Start of Block
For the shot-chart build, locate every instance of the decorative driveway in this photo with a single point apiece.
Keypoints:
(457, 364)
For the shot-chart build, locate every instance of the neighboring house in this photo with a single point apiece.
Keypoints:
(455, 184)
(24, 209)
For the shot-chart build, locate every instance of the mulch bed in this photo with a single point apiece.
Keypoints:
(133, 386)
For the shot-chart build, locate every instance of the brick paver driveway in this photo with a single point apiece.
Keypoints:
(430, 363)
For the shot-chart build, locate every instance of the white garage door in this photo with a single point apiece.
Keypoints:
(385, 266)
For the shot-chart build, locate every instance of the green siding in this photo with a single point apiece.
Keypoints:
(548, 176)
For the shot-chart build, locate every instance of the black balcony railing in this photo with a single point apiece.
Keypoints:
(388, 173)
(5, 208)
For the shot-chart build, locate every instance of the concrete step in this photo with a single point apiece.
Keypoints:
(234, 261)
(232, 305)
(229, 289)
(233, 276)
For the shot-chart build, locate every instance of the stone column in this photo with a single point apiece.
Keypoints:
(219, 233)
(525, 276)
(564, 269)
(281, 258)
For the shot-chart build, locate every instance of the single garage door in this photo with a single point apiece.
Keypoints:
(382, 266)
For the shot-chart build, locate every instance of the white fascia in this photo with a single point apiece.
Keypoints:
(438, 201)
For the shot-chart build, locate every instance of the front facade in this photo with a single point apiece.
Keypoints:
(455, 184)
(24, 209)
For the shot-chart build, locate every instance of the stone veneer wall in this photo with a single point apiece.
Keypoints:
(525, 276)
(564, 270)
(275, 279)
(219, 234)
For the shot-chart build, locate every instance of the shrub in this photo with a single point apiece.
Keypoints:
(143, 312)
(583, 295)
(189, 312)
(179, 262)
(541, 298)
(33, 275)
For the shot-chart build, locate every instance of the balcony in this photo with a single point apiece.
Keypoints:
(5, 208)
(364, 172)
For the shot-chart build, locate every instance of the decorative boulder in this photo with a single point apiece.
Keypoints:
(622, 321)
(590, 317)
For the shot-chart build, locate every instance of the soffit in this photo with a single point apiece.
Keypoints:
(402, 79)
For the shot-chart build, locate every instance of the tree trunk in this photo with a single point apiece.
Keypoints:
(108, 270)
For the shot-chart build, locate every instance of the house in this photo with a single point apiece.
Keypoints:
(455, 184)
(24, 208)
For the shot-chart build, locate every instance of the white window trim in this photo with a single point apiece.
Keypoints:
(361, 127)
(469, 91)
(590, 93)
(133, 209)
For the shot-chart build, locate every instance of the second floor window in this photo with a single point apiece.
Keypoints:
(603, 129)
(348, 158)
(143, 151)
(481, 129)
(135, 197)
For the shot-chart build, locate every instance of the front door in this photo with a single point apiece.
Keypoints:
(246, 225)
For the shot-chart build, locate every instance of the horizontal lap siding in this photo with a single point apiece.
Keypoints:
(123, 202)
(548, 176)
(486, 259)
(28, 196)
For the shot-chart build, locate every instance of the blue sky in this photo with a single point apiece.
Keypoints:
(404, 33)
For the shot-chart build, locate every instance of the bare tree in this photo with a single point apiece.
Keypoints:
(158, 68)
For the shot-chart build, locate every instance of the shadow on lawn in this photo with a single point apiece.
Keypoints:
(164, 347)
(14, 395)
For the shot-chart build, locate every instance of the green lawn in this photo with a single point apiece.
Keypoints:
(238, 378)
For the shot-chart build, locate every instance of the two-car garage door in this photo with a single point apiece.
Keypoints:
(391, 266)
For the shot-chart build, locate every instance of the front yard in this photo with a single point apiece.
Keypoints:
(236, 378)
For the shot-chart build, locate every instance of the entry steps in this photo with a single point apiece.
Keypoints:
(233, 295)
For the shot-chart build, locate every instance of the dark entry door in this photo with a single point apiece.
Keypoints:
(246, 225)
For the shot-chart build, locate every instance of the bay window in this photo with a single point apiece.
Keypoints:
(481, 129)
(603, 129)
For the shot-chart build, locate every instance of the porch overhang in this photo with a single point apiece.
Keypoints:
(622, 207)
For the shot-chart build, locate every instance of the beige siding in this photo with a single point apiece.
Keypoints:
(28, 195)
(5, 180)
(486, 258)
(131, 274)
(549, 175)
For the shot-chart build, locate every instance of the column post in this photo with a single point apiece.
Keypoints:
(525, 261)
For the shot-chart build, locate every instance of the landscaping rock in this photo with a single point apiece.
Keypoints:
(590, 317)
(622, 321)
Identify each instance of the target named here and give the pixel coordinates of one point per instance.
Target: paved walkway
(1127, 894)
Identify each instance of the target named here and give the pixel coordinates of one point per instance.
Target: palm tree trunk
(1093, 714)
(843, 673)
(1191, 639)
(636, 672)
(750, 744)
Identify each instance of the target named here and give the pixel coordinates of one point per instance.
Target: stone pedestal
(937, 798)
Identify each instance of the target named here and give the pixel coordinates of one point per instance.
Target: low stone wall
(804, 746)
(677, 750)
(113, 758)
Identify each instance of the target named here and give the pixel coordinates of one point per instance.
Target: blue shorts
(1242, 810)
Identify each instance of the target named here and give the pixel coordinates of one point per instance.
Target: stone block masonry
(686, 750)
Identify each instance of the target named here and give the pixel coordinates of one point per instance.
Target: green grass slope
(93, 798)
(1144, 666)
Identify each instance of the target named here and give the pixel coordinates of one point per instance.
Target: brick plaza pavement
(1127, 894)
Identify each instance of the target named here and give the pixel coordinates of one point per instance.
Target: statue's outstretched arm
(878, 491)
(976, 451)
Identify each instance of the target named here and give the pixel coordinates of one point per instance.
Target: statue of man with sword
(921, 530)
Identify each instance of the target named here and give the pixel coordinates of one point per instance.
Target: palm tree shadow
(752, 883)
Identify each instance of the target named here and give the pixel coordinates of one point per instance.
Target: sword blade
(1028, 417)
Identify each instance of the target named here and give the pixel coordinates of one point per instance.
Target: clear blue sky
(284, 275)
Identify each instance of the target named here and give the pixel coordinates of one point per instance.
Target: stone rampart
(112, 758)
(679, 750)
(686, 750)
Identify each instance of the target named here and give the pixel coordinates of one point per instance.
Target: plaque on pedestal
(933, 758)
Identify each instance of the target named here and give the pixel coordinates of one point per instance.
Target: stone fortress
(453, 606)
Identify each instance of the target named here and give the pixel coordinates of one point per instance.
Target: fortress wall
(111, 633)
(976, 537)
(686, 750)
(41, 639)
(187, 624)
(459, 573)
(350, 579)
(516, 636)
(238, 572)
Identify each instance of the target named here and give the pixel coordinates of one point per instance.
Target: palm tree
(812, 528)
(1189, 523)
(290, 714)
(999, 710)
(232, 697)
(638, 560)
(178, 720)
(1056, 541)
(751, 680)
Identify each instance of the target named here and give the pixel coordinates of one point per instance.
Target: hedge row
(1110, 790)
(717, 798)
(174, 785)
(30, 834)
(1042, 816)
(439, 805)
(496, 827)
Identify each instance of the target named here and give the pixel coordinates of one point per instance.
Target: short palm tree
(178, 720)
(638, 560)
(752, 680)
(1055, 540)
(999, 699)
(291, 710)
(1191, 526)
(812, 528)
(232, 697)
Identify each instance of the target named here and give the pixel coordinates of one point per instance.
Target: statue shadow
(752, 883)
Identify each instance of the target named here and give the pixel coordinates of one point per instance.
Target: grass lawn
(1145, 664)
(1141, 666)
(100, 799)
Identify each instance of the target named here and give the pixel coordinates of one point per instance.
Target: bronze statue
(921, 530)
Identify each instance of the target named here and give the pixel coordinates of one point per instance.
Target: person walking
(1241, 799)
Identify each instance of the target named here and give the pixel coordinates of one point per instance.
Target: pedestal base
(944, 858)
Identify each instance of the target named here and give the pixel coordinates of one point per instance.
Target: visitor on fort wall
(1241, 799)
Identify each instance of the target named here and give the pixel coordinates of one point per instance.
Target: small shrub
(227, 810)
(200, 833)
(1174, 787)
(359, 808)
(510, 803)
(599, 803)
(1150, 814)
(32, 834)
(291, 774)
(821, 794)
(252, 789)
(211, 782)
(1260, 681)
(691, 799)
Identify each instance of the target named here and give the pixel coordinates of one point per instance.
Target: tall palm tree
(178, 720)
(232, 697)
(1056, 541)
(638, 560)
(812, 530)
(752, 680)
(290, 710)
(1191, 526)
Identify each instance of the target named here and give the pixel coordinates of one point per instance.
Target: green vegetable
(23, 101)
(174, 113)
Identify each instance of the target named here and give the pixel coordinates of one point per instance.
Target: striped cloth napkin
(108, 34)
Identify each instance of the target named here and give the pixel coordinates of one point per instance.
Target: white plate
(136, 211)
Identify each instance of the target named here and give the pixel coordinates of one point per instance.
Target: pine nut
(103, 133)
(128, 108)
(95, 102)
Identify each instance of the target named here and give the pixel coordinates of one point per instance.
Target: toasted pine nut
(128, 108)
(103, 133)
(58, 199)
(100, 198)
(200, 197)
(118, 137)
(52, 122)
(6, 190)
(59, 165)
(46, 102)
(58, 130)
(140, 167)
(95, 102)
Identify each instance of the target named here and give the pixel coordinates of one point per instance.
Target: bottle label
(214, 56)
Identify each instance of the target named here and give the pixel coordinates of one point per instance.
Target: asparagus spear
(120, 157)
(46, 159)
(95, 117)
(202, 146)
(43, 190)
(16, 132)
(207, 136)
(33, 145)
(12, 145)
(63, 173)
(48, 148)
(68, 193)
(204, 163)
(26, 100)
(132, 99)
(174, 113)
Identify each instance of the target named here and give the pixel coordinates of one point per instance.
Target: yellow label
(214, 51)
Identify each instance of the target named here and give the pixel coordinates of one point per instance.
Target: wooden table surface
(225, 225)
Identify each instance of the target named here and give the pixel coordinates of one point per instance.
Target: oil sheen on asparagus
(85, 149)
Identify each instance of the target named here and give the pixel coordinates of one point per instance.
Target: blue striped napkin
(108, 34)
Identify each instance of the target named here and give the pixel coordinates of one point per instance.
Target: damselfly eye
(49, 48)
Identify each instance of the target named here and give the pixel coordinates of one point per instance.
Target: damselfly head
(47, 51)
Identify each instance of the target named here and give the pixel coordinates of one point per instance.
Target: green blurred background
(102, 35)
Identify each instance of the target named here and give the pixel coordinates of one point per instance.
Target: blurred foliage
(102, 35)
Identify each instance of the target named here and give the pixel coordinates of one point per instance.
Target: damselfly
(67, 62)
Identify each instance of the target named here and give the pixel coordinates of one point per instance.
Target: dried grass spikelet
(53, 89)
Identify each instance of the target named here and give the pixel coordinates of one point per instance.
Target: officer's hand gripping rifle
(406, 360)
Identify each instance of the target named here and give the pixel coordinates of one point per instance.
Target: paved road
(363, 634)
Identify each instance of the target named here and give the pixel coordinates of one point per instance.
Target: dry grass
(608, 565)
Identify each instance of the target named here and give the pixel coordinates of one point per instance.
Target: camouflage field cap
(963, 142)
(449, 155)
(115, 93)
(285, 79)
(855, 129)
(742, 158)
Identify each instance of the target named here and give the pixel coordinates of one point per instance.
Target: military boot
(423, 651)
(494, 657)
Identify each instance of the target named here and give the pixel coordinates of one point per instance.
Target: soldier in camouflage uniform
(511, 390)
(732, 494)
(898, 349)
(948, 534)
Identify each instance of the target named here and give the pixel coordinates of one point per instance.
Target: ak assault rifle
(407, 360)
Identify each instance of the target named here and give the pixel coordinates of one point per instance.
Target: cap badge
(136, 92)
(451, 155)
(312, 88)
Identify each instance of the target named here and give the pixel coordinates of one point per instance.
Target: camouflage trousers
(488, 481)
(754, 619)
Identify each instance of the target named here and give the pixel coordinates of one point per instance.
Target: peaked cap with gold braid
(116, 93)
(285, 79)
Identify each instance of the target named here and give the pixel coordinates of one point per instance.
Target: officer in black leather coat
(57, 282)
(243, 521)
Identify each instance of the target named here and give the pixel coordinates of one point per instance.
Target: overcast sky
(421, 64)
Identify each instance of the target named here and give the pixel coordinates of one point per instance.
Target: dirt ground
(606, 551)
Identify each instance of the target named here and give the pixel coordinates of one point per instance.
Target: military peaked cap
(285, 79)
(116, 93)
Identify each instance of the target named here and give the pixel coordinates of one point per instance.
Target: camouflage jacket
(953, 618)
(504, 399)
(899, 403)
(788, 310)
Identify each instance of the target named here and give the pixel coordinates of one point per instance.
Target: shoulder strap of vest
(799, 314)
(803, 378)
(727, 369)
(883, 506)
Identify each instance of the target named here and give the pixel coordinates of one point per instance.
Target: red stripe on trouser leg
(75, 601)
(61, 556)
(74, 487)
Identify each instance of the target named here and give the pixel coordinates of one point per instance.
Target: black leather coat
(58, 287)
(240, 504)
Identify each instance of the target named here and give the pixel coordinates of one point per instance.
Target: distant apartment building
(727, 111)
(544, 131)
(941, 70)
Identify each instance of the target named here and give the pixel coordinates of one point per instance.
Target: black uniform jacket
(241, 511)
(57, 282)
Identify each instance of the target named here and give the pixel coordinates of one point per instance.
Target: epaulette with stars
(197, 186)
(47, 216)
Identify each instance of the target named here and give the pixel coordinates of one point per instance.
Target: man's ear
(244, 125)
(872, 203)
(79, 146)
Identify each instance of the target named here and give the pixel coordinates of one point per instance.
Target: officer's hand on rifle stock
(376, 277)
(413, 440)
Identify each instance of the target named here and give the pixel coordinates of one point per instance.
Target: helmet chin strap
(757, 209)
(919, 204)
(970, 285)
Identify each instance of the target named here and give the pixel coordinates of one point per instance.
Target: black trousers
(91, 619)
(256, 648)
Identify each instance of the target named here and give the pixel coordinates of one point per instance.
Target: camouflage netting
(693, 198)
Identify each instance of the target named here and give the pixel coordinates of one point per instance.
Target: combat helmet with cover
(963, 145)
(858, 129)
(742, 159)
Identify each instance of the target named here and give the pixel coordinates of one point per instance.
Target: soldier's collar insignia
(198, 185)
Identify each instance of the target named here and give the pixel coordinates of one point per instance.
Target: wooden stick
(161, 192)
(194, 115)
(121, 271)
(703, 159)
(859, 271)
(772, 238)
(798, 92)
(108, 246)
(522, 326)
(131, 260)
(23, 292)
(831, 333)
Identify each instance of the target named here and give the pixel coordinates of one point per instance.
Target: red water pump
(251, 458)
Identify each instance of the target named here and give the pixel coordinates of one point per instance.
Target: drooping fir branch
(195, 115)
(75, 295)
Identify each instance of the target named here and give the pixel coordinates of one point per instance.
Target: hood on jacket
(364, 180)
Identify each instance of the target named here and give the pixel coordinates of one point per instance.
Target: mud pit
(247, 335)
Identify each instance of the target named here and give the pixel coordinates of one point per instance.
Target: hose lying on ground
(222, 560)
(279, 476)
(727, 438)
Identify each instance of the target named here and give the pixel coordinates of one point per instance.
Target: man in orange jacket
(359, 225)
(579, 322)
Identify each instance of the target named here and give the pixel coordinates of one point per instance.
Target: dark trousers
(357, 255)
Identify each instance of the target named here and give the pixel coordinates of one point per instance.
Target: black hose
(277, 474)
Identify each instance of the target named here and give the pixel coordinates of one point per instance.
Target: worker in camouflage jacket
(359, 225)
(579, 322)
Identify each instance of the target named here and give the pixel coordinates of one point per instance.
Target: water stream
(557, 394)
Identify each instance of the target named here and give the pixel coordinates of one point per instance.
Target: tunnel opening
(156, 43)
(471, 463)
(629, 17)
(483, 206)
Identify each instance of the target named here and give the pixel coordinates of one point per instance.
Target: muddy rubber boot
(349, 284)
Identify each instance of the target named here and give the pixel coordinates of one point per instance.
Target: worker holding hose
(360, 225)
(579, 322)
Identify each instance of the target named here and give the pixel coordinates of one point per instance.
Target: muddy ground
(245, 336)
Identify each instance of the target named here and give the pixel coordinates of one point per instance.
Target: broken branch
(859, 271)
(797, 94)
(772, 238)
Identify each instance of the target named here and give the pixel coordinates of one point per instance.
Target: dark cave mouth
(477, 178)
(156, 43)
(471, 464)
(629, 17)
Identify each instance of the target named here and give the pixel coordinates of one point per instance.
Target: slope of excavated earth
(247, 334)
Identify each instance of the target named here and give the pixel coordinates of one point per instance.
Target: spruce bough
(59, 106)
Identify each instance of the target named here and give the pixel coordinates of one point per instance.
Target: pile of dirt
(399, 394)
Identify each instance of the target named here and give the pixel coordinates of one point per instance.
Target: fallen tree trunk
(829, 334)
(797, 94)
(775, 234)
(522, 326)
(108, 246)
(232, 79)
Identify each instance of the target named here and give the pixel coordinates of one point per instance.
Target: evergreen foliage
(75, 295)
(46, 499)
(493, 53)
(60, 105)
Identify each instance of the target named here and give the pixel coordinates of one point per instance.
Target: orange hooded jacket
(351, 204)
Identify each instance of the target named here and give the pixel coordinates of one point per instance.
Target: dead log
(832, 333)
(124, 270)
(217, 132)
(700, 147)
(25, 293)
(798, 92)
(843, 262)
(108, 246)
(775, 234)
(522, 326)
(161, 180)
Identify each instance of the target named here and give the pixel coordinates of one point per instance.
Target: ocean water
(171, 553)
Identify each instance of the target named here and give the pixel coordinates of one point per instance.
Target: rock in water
End of Block
Wherever the string "driveway" occurs in the entries, copy that whole line.

For the shot-chart build, locate every instance of the decorative driveway in this photo with a single point apiece.
For the shot-chart build, locate every instance of the brick paver driveway in this photo with a single point apiece.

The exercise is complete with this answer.